### Your objective:
Please pick out every line in the rows below that contains the string "camouflage" and copy each one. Case counts.

· · · · · · ·

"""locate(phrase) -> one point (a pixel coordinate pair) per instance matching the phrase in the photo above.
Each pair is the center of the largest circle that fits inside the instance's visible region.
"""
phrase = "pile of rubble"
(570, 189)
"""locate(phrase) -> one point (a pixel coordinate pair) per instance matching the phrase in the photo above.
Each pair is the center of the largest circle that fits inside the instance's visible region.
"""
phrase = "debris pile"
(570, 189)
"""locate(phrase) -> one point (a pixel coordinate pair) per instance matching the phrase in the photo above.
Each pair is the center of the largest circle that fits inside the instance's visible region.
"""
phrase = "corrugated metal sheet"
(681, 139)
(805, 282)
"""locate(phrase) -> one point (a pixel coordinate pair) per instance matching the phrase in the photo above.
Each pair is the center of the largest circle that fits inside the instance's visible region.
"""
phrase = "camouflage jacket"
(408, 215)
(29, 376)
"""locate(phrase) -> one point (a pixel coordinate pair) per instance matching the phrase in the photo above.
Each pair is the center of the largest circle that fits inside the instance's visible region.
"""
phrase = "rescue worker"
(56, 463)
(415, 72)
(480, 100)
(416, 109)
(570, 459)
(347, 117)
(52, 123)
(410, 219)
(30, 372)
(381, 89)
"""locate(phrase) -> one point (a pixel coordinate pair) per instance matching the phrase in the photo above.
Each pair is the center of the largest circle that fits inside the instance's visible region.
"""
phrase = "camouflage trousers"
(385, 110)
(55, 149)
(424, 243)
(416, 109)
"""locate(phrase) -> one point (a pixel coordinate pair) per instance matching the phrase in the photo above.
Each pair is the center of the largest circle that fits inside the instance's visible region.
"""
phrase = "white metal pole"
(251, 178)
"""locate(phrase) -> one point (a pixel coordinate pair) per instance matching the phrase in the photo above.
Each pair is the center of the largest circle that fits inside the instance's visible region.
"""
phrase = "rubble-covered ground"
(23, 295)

· · · · · · ·

### Exercise response:
phrase = "camouflage jacket"
phrase = "camouflage trousers"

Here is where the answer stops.